◆ Dataset records:

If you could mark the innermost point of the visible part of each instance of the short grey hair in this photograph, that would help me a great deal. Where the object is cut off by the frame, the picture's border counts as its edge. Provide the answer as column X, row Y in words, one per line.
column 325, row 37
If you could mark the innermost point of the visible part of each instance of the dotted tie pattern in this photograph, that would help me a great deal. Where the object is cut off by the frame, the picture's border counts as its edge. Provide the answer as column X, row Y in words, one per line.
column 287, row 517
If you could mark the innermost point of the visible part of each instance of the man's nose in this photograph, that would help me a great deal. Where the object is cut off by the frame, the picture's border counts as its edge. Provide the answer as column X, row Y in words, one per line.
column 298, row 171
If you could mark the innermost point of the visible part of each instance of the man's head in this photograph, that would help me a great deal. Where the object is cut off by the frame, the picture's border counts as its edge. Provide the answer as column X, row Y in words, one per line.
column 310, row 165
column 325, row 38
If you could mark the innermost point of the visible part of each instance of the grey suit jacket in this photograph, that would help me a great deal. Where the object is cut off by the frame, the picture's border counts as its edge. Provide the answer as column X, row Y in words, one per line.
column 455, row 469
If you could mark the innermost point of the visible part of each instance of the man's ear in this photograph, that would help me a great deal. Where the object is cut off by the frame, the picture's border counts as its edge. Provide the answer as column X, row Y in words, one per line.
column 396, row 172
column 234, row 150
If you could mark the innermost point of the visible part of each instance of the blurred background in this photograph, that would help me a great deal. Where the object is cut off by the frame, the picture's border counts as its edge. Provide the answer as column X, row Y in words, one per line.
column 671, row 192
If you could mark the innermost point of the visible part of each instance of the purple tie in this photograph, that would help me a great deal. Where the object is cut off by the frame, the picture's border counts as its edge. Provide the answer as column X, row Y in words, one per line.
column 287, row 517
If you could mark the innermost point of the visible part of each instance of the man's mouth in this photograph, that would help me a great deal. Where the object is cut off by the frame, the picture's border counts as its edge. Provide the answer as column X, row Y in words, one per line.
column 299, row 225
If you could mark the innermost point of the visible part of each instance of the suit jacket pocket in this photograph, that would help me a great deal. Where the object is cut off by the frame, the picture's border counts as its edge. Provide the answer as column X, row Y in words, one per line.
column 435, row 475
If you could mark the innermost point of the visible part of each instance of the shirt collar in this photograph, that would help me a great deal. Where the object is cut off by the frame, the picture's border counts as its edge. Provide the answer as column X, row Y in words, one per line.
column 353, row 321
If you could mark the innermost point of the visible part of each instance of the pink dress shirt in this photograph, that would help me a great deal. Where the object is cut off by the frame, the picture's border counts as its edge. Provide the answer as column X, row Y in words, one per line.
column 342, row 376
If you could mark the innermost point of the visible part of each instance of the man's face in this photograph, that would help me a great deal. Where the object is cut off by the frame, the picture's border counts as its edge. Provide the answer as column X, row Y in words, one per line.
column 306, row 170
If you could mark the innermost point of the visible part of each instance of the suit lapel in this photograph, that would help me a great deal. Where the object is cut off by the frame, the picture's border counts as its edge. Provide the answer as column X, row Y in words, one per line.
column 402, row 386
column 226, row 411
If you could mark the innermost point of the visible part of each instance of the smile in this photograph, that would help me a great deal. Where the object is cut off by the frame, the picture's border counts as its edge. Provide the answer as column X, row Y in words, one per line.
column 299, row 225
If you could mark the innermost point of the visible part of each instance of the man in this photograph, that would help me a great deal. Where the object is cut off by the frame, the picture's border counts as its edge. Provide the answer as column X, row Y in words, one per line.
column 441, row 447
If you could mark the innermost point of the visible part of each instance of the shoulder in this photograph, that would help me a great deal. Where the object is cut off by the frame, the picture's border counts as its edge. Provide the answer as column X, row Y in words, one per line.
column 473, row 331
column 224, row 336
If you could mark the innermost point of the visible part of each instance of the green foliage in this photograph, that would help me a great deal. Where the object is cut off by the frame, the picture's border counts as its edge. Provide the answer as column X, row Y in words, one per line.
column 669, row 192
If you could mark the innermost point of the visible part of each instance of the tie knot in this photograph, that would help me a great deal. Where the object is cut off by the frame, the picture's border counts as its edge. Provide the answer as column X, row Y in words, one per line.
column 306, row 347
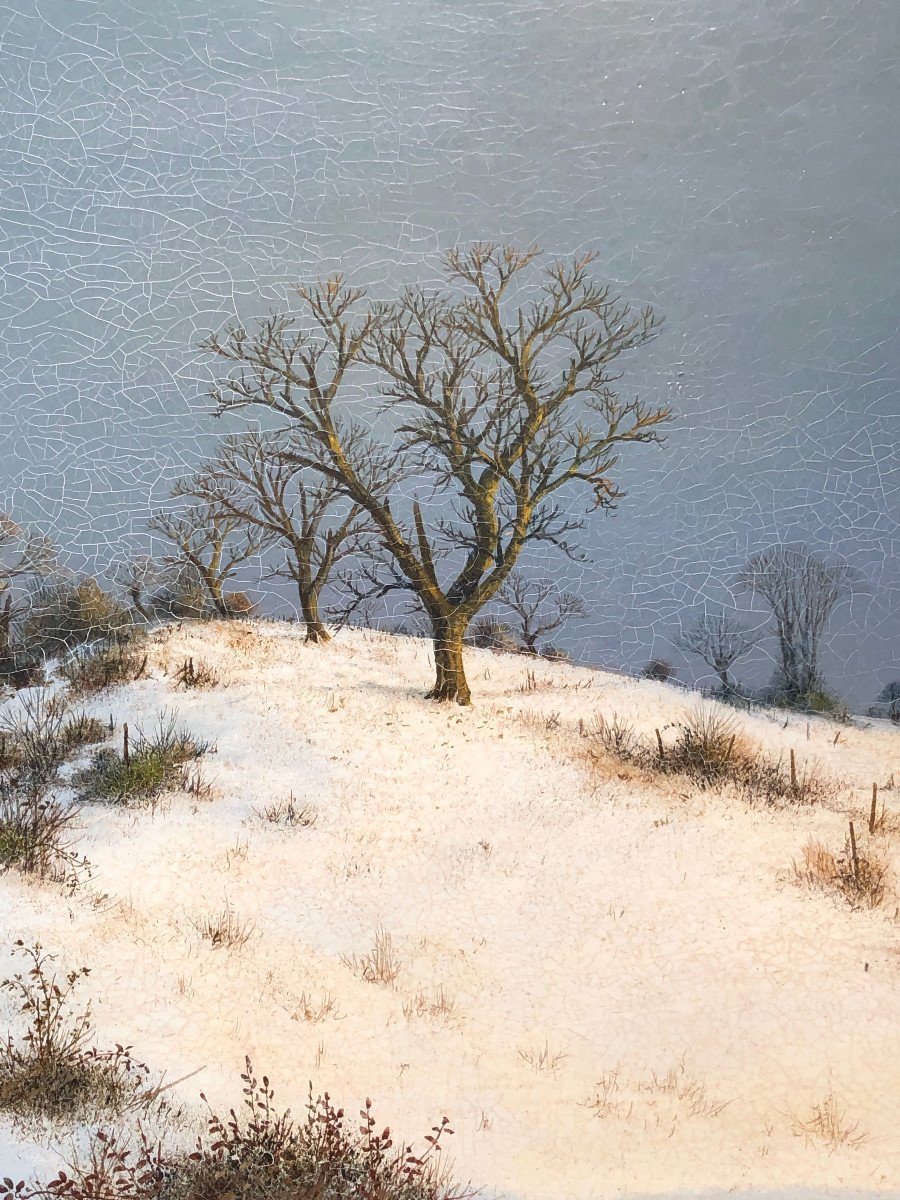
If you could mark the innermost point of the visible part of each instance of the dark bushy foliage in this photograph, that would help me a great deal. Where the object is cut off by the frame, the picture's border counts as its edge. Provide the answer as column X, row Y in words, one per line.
column 490, row 634
column 93, row 670
column 154, row 766
column 262, row 1155
column 659, row 670
column 709, row 753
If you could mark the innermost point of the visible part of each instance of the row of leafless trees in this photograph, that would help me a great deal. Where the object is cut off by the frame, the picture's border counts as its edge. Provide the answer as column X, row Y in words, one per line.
column 420, row 447
column 802, row 591
column 497, row 408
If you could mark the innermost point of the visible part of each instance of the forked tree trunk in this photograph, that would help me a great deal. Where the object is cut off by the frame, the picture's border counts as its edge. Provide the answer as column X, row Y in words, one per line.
column 449, row 671
column 310, row 607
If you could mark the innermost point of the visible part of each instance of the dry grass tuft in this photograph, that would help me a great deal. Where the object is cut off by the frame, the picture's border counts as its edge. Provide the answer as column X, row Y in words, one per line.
column 543, row 1057
column 196, row 675
column 288, row 813
column 437, row 1008
column 861, row 879
column 381, row 965
column 315, row 1011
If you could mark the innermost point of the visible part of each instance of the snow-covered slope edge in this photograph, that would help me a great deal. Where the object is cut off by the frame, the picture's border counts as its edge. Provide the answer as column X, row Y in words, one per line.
column 593, row 936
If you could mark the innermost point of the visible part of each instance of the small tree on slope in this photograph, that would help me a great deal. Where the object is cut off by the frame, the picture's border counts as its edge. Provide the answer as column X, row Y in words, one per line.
column 209, row 543
column 255, row 480
column 499, row 406
column 802, row 591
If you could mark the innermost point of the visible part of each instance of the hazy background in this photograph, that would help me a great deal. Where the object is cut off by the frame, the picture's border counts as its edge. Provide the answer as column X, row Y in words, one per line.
column 735, row 163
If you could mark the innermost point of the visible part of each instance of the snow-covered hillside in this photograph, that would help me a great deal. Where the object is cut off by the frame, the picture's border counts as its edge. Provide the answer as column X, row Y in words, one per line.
column 607, row 982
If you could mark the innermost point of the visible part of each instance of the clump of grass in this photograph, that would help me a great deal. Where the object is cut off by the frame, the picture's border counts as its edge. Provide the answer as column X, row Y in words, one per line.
column 438, row 1007
column 862, row 879
column 543, row 1057
column 36, row 727
column 196, row 675
column 97, row 669
column 828, row 1123
column 315, row 1011
column 81, row 730
column 261, row 1153
column 381, row 965
column 711, row 751
column 143, row 772
column 36, row 835
column 288, row 813
column 616, row 1097
column 225, row 928
column 51, row 1071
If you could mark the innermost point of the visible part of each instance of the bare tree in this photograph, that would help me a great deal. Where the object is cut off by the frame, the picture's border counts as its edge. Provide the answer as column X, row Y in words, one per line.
column 499, row 406
column 802, row 591
column 256, row 481
column 891, row 695
column 141, row 576
column 210, row 543
column 539, row 606
column 720, row 641
column 25, row 557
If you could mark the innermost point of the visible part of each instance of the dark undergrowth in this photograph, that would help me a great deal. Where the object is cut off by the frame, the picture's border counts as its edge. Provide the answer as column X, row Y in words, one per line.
column 709, row 750
column 52, row 1072
column 261, row 1153
column 142, row 772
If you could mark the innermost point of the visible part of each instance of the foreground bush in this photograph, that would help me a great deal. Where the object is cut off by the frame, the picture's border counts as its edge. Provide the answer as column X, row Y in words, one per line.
column 36, row 835
column 112, row 663
column 261, row 1155
column 709, row 751
column 67, row 615
column 51, row 1072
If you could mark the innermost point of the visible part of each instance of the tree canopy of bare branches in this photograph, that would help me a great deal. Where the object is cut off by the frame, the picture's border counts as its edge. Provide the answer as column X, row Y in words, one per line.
column 802, row 591
column 25, row 557
column 720, row 641
column 499, row 405
column 540, row 607
column 208, row 540
column 256, row 480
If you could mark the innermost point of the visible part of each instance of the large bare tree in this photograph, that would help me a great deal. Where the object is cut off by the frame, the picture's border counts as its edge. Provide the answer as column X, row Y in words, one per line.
column 540, row 607
column 256, row 480
column 208, row 540
column 492, row 403
column 720, row 641
column 802, row 591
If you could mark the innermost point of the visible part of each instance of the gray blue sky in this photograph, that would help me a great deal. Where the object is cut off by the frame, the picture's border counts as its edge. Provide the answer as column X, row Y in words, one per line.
column 162, row 168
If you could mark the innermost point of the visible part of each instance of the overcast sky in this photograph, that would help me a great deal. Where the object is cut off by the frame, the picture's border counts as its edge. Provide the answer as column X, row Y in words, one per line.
column 733, row 163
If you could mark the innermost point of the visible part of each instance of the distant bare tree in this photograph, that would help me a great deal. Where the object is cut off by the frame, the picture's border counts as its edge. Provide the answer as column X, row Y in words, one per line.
column 720, row 641
column 891, row 695
column 802, row 591
column 25, row 557
column 141, row 577
column 209, row 541
column 539, row 606
column 498, row 405
column 256, row 481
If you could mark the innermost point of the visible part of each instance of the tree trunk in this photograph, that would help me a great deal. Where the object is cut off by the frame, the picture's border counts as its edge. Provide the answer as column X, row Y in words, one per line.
column 449, row 672
column 310, row 607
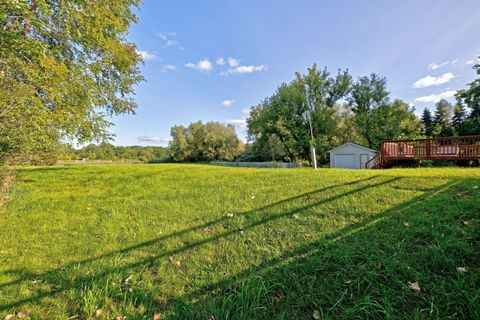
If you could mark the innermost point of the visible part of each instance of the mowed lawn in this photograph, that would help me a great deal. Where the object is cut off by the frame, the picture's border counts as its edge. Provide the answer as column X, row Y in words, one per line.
column 205, row 242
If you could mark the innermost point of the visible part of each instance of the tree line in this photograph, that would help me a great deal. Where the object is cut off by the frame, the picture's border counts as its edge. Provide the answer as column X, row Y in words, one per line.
column 325, row 110
column 108, row 152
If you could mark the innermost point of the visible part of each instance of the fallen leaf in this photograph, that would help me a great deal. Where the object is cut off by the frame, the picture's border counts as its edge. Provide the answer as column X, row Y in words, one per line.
column 414, row 286
column 461, row 269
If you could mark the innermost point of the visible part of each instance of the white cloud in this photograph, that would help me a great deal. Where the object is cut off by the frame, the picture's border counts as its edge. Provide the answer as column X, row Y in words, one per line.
column 434, row 98
column 168, row 68
column 228, row 103
column 153, row 140
column 435, row 66
column 241, row 123
column 167, row 38
column 232, row 62
column 147, row 56
column 202, row 65
column 430, row 81
column 244, row 69
column 162, row 36
column 171, row 43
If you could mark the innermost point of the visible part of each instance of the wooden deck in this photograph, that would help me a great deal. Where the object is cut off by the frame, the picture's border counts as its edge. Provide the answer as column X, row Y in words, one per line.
column 447, row 148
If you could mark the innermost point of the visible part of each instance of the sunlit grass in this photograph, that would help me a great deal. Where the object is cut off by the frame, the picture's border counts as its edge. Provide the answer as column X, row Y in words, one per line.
column 196, row 241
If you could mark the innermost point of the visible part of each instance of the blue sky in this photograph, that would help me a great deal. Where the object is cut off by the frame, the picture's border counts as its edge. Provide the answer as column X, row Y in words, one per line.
column 425, row 49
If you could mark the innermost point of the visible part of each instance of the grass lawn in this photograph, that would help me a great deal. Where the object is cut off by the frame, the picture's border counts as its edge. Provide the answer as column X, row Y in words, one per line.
column 205, row 242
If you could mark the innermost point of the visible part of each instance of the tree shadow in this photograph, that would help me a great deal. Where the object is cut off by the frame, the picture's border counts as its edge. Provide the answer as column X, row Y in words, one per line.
column 362, row 271
column 315, row 272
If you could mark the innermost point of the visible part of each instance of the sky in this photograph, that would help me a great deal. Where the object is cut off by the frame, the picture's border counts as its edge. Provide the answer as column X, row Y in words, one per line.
column 211, row 60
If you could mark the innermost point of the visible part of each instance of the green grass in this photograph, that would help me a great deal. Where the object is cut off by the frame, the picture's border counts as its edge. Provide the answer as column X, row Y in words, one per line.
column 204, row 242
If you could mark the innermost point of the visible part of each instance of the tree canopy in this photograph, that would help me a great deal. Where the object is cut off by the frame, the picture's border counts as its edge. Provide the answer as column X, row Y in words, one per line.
column 205, row 142
column 65, row 65
column 279, row 126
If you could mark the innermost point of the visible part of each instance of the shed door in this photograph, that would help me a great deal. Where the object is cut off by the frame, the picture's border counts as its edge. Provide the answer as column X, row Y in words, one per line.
column 345, row 161
column 363, row 160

◆ Written request: Repeat the lines from the one containing "the green grass" through the end of the listing, exactly and without any other lines; both ends are included.

◆ The solution:
If you could mark the innermost point of the visible part of each instance of the green grass in this photograph, that would help me a great deal. Where the object is cut off by the frame, the picture's border counts as its edge. Provide the answer as column X, row Y in words, one per line.
column 204, row 242
If you could mark the innermost point of the visible part of each instance of the tree canopy in this photograph, that would help me a great deal. Where the object is cut off by the frame, the picture's border counts as its edge. Provide the answer as column X, row Y in words, one per line.
column 205, row 142
column 65, row 65
column 279, row 126
If you could mark the innermost point of the visible part of each instance of the shed door in this photograph, that would help me a great deal. Where the object is cut off by the frame, the picture's border counts as its edge. Provide the answer as column X, row Y in words, one per line.
column 345, row 161
column 363, row 160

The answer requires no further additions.